Exercise description: Render the lines between the one holding "Expected: one pin per instance of the white" and the one holding "Query: window with curtain", inclusive, as a numbered list with blank lines left out. Include no other lines.

Provided material:
-- start --

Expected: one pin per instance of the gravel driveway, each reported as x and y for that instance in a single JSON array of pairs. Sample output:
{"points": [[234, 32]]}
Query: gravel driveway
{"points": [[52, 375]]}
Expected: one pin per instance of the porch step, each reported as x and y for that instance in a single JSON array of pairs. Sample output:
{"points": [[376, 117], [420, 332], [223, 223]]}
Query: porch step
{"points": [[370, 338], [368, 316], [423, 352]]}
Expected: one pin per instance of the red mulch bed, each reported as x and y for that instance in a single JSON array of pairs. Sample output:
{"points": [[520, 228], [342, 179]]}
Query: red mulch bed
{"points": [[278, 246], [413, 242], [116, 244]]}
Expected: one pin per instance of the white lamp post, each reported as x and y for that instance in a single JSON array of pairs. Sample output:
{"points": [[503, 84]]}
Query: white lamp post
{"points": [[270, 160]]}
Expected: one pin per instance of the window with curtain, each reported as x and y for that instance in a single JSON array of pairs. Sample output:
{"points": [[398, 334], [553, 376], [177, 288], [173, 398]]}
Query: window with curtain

-- end --
-- start --

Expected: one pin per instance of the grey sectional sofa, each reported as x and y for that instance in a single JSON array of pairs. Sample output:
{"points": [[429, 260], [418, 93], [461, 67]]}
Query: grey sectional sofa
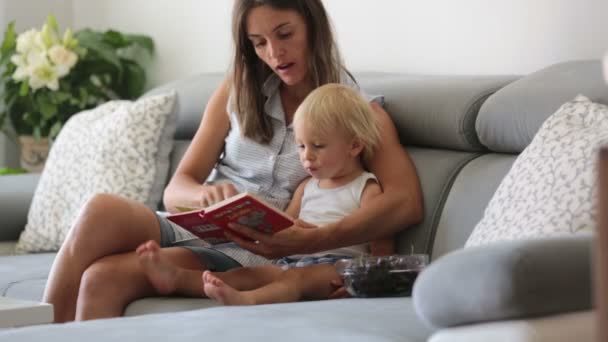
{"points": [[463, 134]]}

-- end --
-- start --

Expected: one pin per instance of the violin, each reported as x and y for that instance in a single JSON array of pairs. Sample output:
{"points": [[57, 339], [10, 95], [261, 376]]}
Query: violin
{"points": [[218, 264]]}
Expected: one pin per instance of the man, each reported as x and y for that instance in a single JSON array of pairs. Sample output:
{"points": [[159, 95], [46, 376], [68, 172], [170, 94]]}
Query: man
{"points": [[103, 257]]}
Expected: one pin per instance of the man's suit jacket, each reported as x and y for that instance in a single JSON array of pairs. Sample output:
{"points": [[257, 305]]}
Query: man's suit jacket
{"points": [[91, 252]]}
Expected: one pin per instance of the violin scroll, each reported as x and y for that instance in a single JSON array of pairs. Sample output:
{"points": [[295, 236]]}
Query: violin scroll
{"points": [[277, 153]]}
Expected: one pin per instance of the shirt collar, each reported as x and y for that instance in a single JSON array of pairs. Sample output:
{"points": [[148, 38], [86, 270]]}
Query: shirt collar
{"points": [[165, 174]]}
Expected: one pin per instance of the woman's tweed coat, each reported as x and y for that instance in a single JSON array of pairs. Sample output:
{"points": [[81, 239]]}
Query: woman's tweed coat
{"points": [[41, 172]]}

-- end --

Answer below:
1. Expected: one pin per instance of the white lamp post, each reported as x and y for that instance in a single JSON array of pairs. Sample output:
2. {"points": [[503, 84]]}
3. Query: white lamp post
4. {"points": [[270, 160]]}
5. Expected: one pin per instance of the window with curtain, each reported as x and y for that instance in a single JSON array of pairs. Sample output:
6. {"points": [[398, 334], [553, 376], [177, 288], [173, 398]]}
7. Query: window with curtain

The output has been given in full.